> **WORK ITEM**: Reproduce the records word for word, leaving out any pictures they hold.

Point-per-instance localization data
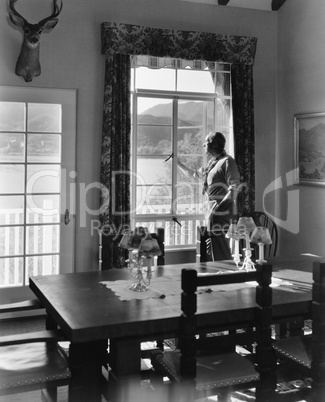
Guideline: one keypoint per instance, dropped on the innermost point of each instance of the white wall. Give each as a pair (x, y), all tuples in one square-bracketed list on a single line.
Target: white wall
[(70, 58), (301, 89)]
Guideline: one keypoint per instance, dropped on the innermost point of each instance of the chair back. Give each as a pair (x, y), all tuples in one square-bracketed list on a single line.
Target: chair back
[(188, 341), (318, 332), (262, 219), (30, 360), (108, 249)]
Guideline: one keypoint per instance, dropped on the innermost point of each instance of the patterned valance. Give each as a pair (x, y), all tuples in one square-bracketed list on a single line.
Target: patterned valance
[(139, 40)]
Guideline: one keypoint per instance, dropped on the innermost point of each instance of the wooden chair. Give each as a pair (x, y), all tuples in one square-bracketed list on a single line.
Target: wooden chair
[(264, 220), (308, 351), (31, 360), (210, 366)]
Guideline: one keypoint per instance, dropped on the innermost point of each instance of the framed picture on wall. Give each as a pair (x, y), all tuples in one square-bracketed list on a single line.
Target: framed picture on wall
[(309, 135)]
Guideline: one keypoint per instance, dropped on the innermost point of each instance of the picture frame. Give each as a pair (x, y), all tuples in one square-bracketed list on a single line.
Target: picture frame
[(309, 136)]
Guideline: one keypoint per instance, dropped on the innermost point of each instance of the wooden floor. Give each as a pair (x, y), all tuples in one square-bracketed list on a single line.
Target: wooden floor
[(284, 377)]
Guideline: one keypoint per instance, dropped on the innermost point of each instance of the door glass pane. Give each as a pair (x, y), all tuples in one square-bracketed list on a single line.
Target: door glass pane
[(42, 239), (43, 148), (153, 171), (45, 118), (154, 199), (12, 179), (155, 111), (195, 81), (42, 265), (12, 147), (11, 240), (12, 116), (11, 210), (154, 140), (43, 178), (43, 209), (163, 78), (11, 271)]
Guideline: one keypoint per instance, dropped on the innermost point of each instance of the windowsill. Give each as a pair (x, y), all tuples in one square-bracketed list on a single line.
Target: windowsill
[(180, 249)]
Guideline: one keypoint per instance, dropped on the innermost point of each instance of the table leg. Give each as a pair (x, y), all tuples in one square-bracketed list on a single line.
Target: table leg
[(86, 360), (124, 357)]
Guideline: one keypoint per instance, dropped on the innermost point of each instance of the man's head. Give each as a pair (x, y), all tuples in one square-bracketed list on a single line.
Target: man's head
[(215, 143)]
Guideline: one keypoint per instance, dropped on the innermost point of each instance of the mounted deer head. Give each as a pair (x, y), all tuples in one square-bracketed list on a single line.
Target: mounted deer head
[(28, 65)]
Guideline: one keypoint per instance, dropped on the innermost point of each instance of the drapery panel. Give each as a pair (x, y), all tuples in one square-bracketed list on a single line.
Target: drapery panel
[(119, 43)]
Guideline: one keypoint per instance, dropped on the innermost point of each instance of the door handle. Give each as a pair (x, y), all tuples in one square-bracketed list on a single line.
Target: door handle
[(67, 217)]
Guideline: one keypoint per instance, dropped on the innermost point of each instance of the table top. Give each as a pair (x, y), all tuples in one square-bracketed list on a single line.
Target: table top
[(87, 310)]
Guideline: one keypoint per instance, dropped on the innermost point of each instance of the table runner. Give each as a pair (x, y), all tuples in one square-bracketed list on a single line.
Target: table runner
[(166, 286)]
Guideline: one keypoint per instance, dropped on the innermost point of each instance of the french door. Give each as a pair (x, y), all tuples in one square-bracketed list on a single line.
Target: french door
[(37, 184)]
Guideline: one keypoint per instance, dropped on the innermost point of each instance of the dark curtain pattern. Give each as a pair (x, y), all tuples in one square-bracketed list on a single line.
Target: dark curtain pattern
[(243, 116), (119, 43), (116, 146)]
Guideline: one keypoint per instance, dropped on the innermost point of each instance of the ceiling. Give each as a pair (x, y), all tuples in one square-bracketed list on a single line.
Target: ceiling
[(268, 5)]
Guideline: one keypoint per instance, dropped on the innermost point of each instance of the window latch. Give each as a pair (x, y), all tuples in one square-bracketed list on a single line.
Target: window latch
[(177, 221), (170, 156)]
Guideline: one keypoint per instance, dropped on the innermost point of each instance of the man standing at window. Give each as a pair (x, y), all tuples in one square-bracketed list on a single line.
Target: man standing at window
[(220, 180)]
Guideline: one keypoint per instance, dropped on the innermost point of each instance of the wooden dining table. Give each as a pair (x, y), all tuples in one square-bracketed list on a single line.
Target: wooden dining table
[(89, 310)]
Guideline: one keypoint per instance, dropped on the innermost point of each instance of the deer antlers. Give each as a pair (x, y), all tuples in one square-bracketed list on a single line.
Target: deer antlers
[(28, 65)]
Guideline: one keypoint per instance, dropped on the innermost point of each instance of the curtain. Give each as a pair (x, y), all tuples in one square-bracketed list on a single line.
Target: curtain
[(118, 43), (115, 158), (244, 138)]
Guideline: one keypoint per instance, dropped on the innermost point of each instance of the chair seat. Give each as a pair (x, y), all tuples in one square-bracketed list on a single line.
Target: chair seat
[(213, 370), (32, 363), (296, 348)]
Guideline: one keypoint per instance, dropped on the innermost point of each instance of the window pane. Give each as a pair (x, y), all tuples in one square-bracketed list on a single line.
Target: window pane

> **RESPONSE AREA**:
Guideline: one keypoint per instance, dropped on the innermost point of each instance of the white wall. Give each as a pair (x, y), all tuples in one square-bracketed list on a single line.
Target: white wall
[(70, 58), (301, 89)]
Guideline: one keypoint per instance, dropped on the innermost point of each instance of the chair back. Give each as a pair (x, y), all tuples in one square-bracketed list on a single line.
Target: chair back
[(188, 341), (318, 332), (262, 219), (30, 360), (108, 249)]
Guideline: one keypoint per instance, dropped on the innermost point of each instance of the patterned valance. Give each as a pair (x, y), all tuples in one square-bracketed list on a single line.
Target: patterned valance
[(139, 40)]
Guideline: one keypoint per instance, dropped on the innermost point of each instance of the wooden chair. Give each as a pair (x, y), all tuples in one square-bracketed list on a single line.
Target: wooden chair
[(264, 220), (308, 351), (31, 360), (210, 366)]
Guideline: one keypoint per instance, dropped on the innermost point of each instance of the framed picture on wall. Give each as a pair (x, y), all tuples in one square-bracketed list on a single line.
Target: framed picture on wall
[(309, 135)]
Guideline: one keypoint per instance, dropped on the innermost point of each instance of the picture frame. Give each as a pair (x, y), all tuples in one square-bracketed list on a single line.
Target: picture frame
[(309, 136)]
Guideline: one keypoint per instance, dropped on the innermost point of each instance of the wooden floor. Give each as a pair (x, y), all tuples in one square-bracketed list on a single line.
Target: wooden floor
[(284, 377)]
Guideline: one keypoint per instance, dropped on the innermost point of each instance of the door glass pane. Give each as a pair (x, y), all tuples in one square-bracketed list on a single line.
Target: door glass pane
[(42, 239), (43, 148), (153, 171), (45, 118), (154, 199), (12, 179), (155, 111), (195, 81), (42, 265), (12, 147), (11, 240), (12, 116), (11, 210), (154, 140), (43, 178), (43, 209), (163, 78), (11, 271)]
Guideline: one keypoint per instance, dropped on the innermost point of each instance of the windowsill. Give each as a pair (x, y), all tuples in one square-bracketed list on a single line.
Target: windowsill
[(180, 249)]
Guideline: one keypoint per instance, dropped on the innermost point of each instance of the table leg. Give each as a pair (x, y), all tuples in one square-bracketed list on a single line.
Target: table leg
[(86, 360), (124, 357)]
Guideline: one keypoint per instance, dropped on the innermost point of each instance of the man's head. Give each as a pair (x, y), all tuples in one square-bracketed list on a single line.
Target: man's head
[(215, 143)]
Guideline: one keypoint per instance, dropped on the innermost point of each instance of the mounted deer head. Give each as a pair (x, y), all tuples in one square-bracketed list on a single line.
Target: mounted deer head
[(28, 65)]
Guideline: one keypoint per instance, dropped on the innermost point of each instance of the drapery panel. Give each as a pair (x, y), all tuples in one square-bracketed list on a single line.
Target: drapery panel
[(119, 43)]
Guideline: one keypoint per instance, dropped on the innermost point of each instance of the door handle. Give each as a pair (x, y), all tuples in one square-bracketed list on a single line.
Target: door handle
[(67, 217)]
Guideline: one keypoint per instance, dropped on the innermost point of each instance of the table top. Give each as a pair (x, y), all tuples in one square-bracketed list on a single line.
Target: table top
[(87, 310)]
Guideline: one keypoint per instance, dropped on the innermost point of each instance of the table runner. Give each as a pair (x, y), all tuples in one square-bracketed list on a single line.
Target: table runner
[(166, 286)]
Guideline: one keypoint per instance, dropped on the innermost point of each instance of the french door. Give each as a pair (x, y), all tuples in one square-bracketed list on a single line.
Target: french door
[(37, 184)]
Guideline: one keypoint per instance, dropped on the innermost point of each instance of the dark curtain pattern. Give each as a pair (x, y), all tuples in one square-bracketed list on a single line.
Target: dark curtain pattern
[(243, 116), (119, 43), (116, 146)]
Guideline: one keypoint per instance, dropped on the innermost point of each instance of the ceiling. Give each as a pair (x, y), all tuples in one square-bracketed list on a single line.
Target: ceiling
[(268, 5)]
Guideline: one keypoint per instance, dropped on the innermost point of each instance of the window latch. Give each as a pair (x, y), all tuples in one square-bracketed list on a single line.
Target: window latch
[(177, 221), (170, 156)]
Guideline: one keypoint per instance, dropped on the innermost point of each instance of the man standing at window. Give each as a pair (x, y), all tuples in one square-bracketed list on a single line.
Target: man standing at window
[(220, 180)]
Guideline: one keypoint per instance, dropped on the innermost point of each instance of the wooden dining table. Give each as a pair (x, y), all tuples in one square-bracketed list on a single line.
Target: wooden dining table
[(89, 310)]
Guideline: one keypoint per instance, dropped on the innermost point of each instance of the deer antlers. Give each as a pair (x, y), all tuples in one square-bracketed list on a single line.
Target: deer antlers
[(28, 65)]
Guideline: one keypoint per instance, dropped on the innermost point of each instance of the curtain. Give each as a pair (x, y), all tuples in one square-bracketed list on a single line.
Target: curtain
[(118, 43), (115, 158), (244, 138)]
Guideline: one keypoint per instance, dropped on the innermost point of each instance of the chair seat. Give each as a pair (x, y), all tuples in one square-bracketed list on a single line.
Target: chair seat
[(213, 370), (32, 363), (296, 348)]
Guideline: one keypoint per instance, dropped on the innermost point of each instance of the window pane. Give each as a pair (x, y), all tuples in one square-bracketed list on a single line.
Target: window pane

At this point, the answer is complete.